Продолжите приведенный ниже отрывок о заговоре против Павла и участии в нем Александра, начав сразу после его последнего предложения.

─── Отрывок со страницы ───

При этом Павел никак не хотел замечать, что тучи нависли не только над его домашними, но и над ним самим. Ранее упоминалось, что с идеей заговора против отца Александр впервые был ознакомлен бабкой Екатериной II, поэтому сам по себе такой вариант развития событий не оказался для него совсем уж неожиданным. Тогда он уклонился от участия в перевороте, задуманном бабкой, теперь же речь пошла о судьбе и благополучии матери и брата наследника, да и его самого. В заговор Александр втягивался постепенно, исподволь, «обрабатывали» великого князя люди умные и многоопытные. Всё началось, пожалуй, с бесед Александра с графом Никитой Петровичем Паниным о будущем политическом устройстве государства. Закончились эти разговоры тем, что граф взял с наследника обещание ввести в России конституцию и сразу же после вступления на престол ограничить самодержавную власть.

─── Раздел данных ───

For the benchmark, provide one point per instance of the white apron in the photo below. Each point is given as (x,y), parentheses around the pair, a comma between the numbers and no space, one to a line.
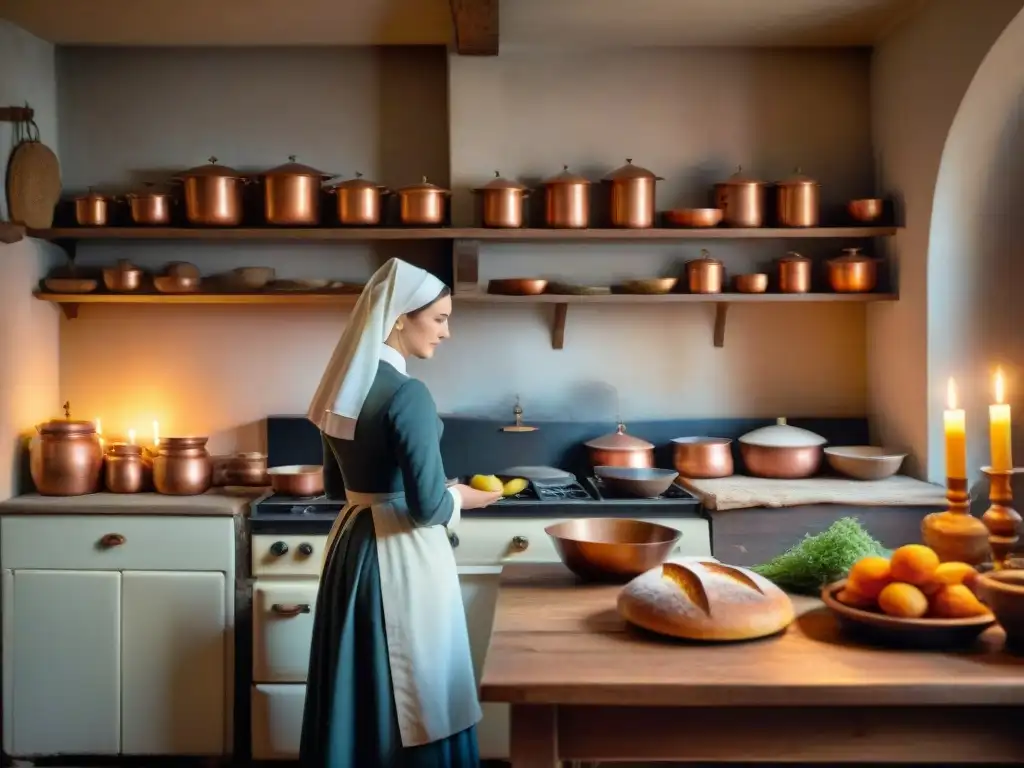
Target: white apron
(428,645)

───

- [Ожидаемый ответ]
В эти месяцы изменилось и отношение самого Александра к вопросу о занятии им трона. Во время одной из бесед он признался: «Я действительно чувствую, что надо в первое время взять на себя бремя власти, но только для того, чтобы произвести преобразования»{64}. Вообще напряжение в стенах дворца и вокруг него, видимо, стояло в воздухе. Ощущая его, Елизавета Алексеевна писала матери: «Я, как и многие, ручаюсь головой, что часть войск имеет что-то на уме или что они, по крайней мере, надеялись получить возможность, собравшись, что-либо устроить. О! Если бы кто-нибудь стоял во главе их! О, мама, в самом деле он (Павел I. — Л. Л.) тиран»{65}. Вожаки у заговорщиков вскоре нашлись, а во главе их встал генерал-губернатор Петербурга Петр Алексеевич Пален.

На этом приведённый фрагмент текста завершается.